YOUR TASK -
Count the lines in the material below that contain the string "green" and reply with that number alone.

RECORDS SUPPLIED -
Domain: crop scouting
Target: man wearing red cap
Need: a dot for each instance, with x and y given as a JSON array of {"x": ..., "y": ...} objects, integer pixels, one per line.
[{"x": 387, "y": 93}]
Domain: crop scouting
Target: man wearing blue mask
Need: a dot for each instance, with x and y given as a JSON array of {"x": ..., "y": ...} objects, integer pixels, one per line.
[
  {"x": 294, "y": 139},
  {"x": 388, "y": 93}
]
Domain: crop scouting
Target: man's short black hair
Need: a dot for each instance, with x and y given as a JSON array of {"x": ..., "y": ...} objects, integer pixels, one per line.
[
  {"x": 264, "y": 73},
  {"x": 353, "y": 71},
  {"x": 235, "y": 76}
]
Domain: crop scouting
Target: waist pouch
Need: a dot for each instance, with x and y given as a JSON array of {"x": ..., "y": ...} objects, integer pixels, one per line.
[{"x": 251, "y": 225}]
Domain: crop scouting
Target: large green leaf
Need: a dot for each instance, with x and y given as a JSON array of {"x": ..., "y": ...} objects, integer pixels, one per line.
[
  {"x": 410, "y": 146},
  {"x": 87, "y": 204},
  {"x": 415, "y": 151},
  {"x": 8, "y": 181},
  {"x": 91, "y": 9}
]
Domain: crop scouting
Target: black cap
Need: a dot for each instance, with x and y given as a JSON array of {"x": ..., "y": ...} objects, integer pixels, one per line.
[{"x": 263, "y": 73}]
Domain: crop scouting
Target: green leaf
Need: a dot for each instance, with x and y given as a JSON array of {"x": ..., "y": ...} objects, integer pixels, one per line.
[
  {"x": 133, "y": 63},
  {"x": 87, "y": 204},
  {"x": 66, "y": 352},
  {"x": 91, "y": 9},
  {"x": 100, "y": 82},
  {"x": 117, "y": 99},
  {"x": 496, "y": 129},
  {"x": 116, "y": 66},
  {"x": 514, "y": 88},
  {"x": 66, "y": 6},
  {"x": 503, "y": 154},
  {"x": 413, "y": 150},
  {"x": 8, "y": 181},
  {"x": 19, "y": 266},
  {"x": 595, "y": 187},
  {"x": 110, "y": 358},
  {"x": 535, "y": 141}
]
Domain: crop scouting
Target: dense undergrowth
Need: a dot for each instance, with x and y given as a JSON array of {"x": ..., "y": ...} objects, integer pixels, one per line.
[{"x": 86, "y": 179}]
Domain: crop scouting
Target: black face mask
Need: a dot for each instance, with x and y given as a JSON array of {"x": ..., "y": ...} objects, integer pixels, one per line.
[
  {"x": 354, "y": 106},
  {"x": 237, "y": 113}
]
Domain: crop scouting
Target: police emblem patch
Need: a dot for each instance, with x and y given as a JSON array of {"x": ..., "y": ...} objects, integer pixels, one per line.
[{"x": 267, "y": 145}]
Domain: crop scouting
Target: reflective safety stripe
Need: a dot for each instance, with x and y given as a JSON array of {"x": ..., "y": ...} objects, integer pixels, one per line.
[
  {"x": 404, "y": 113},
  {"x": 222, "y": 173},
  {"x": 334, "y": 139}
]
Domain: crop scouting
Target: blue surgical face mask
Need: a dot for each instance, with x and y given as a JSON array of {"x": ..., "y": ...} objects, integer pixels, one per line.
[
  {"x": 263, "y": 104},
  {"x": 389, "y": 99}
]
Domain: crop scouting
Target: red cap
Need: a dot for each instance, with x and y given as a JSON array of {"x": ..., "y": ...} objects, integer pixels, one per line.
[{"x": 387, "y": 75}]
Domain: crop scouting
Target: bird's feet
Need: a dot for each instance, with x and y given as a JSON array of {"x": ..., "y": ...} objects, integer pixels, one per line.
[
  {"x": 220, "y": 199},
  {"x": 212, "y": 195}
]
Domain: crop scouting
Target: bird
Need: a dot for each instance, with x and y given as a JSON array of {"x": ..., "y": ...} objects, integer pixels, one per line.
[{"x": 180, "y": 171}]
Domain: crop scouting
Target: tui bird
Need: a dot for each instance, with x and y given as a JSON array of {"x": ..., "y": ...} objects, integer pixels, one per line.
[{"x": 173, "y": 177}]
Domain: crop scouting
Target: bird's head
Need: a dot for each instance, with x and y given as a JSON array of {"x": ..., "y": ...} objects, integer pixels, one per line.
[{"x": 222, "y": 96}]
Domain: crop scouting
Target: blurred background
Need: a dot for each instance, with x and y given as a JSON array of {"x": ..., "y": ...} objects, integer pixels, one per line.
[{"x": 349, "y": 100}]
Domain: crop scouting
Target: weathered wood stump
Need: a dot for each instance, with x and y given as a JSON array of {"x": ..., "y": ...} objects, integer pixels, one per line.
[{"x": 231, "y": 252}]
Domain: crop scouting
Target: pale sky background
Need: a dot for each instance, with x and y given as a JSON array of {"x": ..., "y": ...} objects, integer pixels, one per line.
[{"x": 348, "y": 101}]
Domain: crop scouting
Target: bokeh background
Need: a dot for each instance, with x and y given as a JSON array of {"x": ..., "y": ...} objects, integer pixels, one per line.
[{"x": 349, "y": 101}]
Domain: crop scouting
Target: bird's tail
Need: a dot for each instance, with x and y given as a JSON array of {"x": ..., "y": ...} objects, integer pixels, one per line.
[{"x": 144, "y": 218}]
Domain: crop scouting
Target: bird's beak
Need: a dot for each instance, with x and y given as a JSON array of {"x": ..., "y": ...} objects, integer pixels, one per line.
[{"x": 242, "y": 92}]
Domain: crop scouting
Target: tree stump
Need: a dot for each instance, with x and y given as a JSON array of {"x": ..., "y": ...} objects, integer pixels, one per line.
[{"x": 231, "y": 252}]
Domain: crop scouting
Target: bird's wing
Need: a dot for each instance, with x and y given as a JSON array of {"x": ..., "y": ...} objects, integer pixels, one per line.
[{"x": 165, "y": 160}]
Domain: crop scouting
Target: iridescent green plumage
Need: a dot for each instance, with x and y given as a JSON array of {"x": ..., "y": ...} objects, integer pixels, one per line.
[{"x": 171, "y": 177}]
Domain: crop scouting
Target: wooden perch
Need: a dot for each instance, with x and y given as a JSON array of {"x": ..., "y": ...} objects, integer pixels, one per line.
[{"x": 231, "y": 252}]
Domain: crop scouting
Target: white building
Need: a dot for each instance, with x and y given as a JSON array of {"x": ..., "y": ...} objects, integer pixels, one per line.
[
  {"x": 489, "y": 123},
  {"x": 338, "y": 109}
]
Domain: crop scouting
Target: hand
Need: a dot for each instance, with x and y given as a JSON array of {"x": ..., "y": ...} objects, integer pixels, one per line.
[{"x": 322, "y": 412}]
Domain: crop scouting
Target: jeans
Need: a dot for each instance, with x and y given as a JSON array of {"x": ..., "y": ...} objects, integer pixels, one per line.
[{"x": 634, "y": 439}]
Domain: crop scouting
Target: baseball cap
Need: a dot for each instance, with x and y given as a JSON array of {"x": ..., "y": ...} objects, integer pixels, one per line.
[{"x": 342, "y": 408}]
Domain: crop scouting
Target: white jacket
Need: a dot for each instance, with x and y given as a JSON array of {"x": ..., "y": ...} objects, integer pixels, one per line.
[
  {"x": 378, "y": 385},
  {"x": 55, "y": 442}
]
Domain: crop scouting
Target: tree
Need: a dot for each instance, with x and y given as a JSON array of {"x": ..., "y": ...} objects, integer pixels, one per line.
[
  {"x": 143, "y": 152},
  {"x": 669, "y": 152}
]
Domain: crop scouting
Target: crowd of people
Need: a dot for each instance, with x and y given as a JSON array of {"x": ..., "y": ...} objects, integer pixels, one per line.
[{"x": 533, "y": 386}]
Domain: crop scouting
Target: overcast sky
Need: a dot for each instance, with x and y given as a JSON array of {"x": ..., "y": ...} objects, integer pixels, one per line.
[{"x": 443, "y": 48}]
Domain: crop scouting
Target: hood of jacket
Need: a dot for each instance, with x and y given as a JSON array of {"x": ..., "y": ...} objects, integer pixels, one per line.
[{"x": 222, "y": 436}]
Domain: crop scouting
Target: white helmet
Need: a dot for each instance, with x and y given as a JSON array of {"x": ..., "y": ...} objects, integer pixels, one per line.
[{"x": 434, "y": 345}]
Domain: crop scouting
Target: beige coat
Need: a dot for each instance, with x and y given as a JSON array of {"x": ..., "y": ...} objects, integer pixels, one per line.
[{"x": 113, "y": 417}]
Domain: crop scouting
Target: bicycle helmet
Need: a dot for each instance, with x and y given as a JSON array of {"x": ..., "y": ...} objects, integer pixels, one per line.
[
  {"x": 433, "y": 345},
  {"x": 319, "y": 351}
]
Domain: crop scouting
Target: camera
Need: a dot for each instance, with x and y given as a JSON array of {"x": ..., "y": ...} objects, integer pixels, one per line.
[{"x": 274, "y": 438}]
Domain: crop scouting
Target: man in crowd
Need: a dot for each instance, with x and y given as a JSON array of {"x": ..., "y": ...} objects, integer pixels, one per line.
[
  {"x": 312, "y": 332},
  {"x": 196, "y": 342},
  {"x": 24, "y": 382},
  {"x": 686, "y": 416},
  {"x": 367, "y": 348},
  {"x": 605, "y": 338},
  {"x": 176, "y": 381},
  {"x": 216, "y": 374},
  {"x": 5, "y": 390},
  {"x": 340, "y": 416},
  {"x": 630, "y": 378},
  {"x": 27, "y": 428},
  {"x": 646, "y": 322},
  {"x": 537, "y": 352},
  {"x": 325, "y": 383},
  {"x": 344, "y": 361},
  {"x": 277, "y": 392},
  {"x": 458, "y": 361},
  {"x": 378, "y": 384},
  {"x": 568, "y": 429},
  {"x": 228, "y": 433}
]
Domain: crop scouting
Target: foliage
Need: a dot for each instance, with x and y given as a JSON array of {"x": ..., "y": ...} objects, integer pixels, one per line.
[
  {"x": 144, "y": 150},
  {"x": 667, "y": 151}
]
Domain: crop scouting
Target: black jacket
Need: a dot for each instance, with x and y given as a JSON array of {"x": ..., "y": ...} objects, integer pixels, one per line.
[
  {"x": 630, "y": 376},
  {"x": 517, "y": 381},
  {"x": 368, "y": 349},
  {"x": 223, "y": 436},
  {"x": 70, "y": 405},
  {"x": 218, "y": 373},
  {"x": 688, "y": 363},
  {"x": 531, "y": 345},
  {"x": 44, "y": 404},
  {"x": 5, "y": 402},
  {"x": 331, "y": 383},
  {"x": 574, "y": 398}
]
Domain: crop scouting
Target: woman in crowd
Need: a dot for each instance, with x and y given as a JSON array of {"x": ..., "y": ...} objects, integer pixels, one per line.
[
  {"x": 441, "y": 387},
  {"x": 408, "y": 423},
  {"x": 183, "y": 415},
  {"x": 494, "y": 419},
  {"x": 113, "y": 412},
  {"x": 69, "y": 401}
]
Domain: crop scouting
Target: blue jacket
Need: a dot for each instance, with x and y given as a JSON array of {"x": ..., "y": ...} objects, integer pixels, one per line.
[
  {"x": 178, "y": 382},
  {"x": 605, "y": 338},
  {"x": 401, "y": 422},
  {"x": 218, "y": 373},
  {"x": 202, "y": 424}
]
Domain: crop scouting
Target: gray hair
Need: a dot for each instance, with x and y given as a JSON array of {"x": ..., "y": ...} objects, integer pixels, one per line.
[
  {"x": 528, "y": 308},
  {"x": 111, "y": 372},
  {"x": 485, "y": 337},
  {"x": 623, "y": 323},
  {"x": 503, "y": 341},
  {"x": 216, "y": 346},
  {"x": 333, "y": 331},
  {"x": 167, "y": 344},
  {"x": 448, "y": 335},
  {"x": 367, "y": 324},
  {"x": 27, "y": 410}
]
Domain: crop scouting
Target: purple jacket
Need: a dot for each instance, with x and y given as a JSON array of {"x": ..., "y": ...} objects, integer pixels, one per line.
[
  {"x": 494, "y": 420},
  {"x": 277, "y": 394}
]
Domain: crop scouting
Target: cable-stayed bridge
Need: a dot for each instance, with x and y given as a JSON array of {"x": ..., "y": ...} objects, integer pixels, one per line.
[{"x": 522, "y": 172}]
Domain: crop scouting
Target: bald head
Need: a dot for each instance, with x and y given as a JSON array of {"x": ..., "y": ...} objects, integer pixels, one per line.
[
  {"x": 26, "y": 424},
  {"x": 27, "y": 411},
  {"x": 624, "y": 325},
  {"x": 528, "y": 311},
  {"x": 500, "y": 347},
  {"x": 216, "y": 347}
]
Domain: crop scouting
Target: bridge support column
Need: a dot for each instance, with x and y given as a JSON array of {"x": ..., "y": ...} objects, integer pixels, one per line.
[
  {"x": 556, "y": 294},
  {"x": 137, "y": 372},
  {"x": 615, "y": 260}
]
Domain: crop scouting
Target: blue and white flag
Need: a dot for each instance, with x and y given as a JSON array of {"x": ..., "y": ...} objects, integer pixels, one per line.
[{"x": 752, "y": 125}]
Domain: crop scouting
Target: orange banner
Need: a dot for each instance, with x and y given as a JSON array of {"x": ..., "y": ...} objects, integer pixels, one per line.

WORKED ANSWER -
3